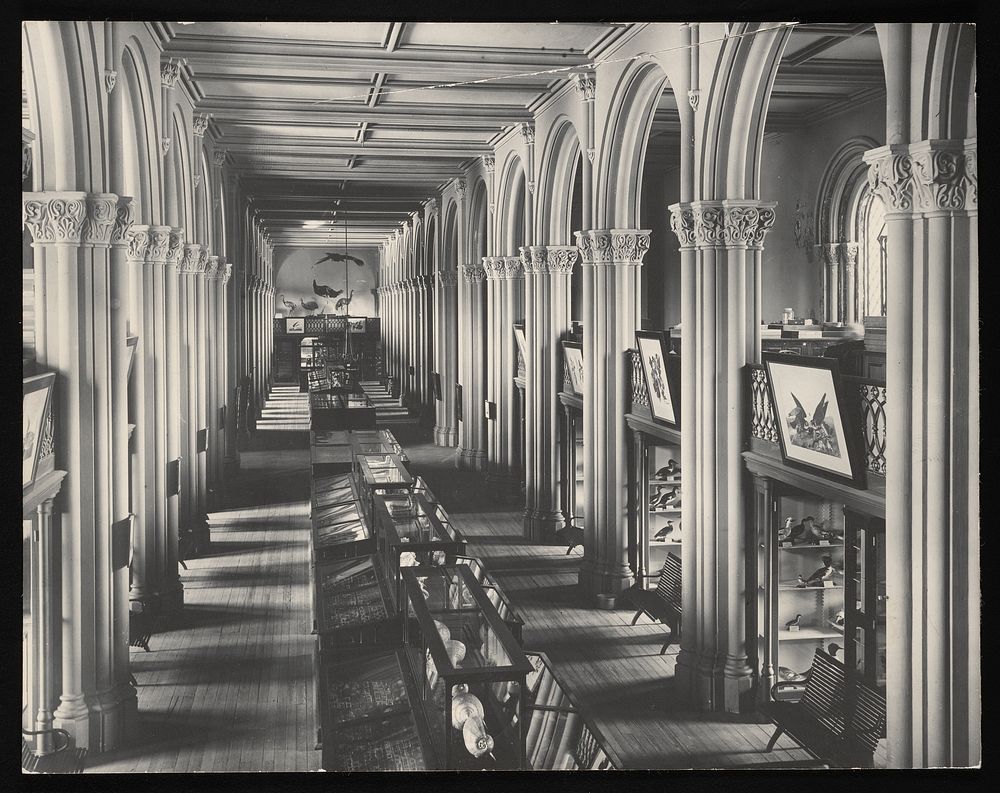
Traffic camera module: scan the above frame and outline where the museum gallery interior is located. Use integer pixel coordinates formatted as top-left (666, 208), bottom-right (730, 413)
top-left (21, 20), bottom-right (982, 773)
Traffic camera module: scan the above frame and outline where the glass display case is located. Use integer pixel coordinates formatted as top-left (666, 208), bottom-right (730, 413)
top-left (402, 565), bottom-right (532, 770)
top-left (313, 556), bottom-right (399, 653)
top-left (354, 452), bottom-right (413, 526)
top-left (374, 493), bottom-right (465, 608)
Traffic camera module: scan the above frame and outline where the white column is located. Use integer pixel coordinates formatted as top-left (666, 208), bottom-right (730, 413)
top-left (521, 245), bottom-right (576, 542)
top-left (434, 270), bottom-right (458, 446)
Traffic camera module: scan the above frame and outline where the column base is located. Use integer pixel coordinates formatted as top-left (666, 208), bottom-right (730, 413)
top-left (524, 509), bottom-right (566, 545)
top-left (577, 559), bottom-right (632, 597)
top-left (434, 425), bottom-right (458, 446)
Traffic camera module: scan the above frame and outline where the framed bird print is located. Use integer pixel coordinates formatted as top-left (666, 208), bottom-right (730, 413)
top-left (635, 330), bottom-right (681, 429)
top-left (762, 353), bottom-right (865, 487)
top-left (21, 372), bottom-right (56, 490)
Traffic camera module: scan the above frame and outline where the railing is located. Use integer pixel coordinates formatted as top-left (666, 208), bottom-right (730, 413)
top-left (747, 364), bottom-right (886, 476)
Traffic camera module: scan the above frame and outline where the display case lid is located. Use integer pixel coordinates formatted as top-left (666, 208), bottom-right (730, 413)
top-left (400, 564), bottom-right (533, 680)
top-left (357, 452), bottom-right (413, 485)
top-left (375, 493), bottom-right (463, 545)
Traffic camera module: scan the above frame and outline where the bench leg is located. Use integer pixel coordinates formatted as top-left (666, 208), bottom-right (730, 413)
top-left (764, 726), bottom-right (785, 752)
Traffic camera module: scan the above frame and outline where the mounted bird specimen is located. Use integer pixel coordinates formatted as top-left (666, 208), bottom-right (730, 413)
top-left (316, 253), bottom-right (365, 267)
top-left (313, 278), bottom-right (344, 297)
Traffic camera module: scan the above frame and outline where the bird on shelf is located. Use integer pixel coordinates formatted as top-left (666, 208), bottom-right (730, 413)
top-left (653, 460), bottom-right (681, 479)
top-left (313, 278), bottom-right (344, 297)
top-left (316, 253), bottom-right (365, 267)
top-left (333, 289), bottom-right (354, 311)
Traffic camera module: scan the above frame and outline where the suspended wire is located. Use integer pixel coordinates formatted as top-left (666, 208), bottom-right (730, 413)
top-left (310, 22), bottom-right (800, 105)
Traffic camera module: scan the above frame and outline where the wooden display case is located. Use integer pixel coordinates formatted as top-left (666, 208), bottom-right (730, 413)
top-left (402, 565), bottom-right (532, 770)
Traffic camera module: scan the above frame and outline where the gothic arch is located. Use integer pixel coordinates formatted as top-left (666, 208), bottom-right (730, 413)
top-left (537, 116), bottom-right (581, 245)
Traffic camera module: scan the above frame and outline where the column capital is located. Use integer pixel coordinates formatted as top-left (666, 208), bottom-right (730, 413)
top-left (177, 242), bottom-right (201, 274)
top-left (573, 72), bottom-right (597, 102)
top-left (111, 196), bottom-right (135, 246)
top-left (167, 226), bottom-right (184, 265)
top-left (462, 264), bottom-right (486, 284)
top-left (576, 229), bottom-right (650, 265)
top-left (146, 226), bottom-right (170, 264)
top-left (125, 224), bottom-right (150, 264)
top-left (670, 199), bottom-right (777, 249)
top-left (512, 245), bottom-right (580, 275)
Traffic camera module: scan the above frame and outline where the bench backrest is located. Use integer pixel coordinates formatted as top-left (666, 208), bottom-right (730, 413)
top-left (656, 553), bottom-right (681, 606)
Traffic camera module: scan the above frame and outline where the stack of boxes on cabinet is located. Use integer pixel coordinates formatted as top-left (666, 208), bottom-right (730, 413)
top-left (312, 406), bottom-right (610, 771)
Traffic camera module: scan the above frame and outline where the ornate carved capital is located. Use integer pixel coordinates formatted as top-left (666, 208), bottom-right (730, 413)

The task. Recast all of the data above as a Markdown table with two columns, Row and Content, giving each nonblank line its own numbered row and leaving the pictures out.

Task result.
| Row | Content |
|---|---|
| 1 | Traffic camera module: scan the above frame and outline where the museum gallery interior is located. Use integer pixel coordinates formatted as top-left (666, 208), bottom-right (730, 413) |
| 2 | top-left (21, 20), bottom-right (982, 773) |
| 3 | Traffic camera module: scan the above frame and outline where the glass display case is located. Use integer pixel coordinates formatted as top-left (666, 208), bottom-right (730, 413) |
| 4 | top-left (402, 565), bottom-right (532, 770) |
| 5 | top-left (313, 556), bottom-right (399, 653) |
| 6 | top-left (354, 452), bottom-right (413, 526) |
| 7 | top-left (374, 493), bottom-right (465, 608) |
| 8 | Traffic camera module: scan the above frame and outline where the white column is located. Use integer pixel coordinates formatted as top-left (666, 208), bottom-right (730, 413) |
| 9 | top-left (521, 245), bottom-right (576, 542) |
| 10 | top-left (434, 270), bottom-right (458, 446) |
| 11 | Traffic camera module: scan the above frame and outline where the column base is located. Use integer pixel coordinates formatted as top-left (666, 208), bottom-right (730, 413) |
| 12 | top-left (524, 509), bottom-right (566, 545) |
| 13 | top-left (577, 559), bottom-right (632, 597) |
| 14 | top-left (434, 425), bottom-right (458, 446) |
| 15 | Traffic camera module: scan the above frame and outline where the framed bird print is located. Use integer pixel coordinates formatted as top-left (666, 208), bottom-right (730, 413) |
| 16 | top-left (635, 330), bottom-right (681, 429) |
| 17 | top-left (762, 353), bottom-right (865, 487) |
| 18 | top-left (21, 372), bottom-right (56, 490) |
| 19 | Traffic camera module: scan the above frame and outline where the railing is located. Use integer pixel coordinates formatted as top-left (666, 208), bottom-right (730, 413) |
| 20 | top-left (747, 364), bottom-right (886, 476) |
| 21 | Traffic camera module: scan the above frame and outline where the display case lid is located. Use integer pixel coordinates formatted as top-left (666, 208), bottom-right (730, 413) |
| 22 | top-left (400, 564), bottom-right (533, 680) |
| 23 | top-left (357, 452), bottom-right (413, 485) |
| 24 | top-left (375, 493), bottom-right (463, 545) |
| 25 | Traffic camera module: scan the above frame and outline where the bench leg is located. Use integer pixel coordinates formatted as top-left (666, 208), bottom-right (730, 413) |
| 26 | top-left (764, 726), bottom-right (785, 752) |
| 27 | Traffic camera module: scan the above frame and outline where the mounted bird specimen is located. Use integer pixel coordinates formatted as top-left (666, 208), bottom-right (730, 413) |
| 28 | top-left (316, 253), bottom-right (365, 267) |
| 29 | top-left (313, 278), bottom-right (344, 297) |
| 30 | Traffic camera module: scan the above frame and outline where the bird on shelf is located. Use integer pixel coordinates formatted as top-left (666, 208), bottom-right (730, 413) |
| 31 | top-left (653, 460), bottom-right (681, 479) |
| 32 | top-left (313, 278), bottom-right (344, 297) |
| 33 | top-left (316, 253), bottom-right (365, 267) |
| 34 | top-left (333, 289), bottom-right (354, 311) |
| 35 | Traffic camera module: scan the above frame and outline where the suspended wire is located. Use integer pixel coordinates formatted as top-left (666, 208), bottom-right (730, 413) |
| 36 | top-left (310, 22), bottom-right (800, 105) |
| 37 | Traffic camera module: scan the above frame and outline where the wooden display case is located. Use integer pixel coordinates formatted as top-left (666, 208), bottom-right (730, 413) |
| 38 | top-left (402, 565), bottom-right (532, 770) |
| 39 | Traffic camera module: scan the above frame and outline where the gothic arch is located. Use integer pixel coordinates formatted as top-left (666, 208), bottom-right (730, 413) |
| 40 | top-left (537, 116), bottom-right (581, 245) |
| 41 | Traffic camera module: scan the above frame and outline where the column capital is located. Use integer pixel coordinates formatted as top-left (666, 208), bottom-right (730, 413) |
| 42 | top-left (177, 242), bottom-right (201, 274) |
| 43 | top-left (573, 72), bottom-right (597, 102) |
| 44 | top-left (111, 196), bottom-right (135, 246) |
| 45 | top-left (167, 226), bottom-right (184, 265) |
| 46 | top-left (462, 264), bottom-right (486, 284) |
| 47 | top-left (576, 229), bottom-right (650, 265) |
| 48 | top-left (146, 226), bottom-right (170, 264) |
| 49 | top-left (125, 224), bottom-right (150, 264) |
| 50 | top-left (670, 199), bottom-right (777, 249) |
| 51 | top-left (512, 245), bottom-right (580, 275) |
| 52 | Traffic camera module: scan the above frame and outline where the bench backrest is located. Use integer pixel coordinates formatted as top-left (666, 208), bottom-right (730, 413) |
| 53 | top-left (656, 553), bottom-right (681, 606) |
| 54 | Traffic camera module: scan the above frame and outline where the stack of boxes on cabinet is located. Use integer pixel coordinates formatted as top-left (666, 208), bottom-right (730, 413) |
| 55 | top-left (312, 406), bottom-right (610, 771) |
| 56 | Traffic camera module: scan the above frame and outline where the ornate carved capital is located. Use integer pixel coordinates formatted as top-left (666, 208), bottom-right (730, 413) |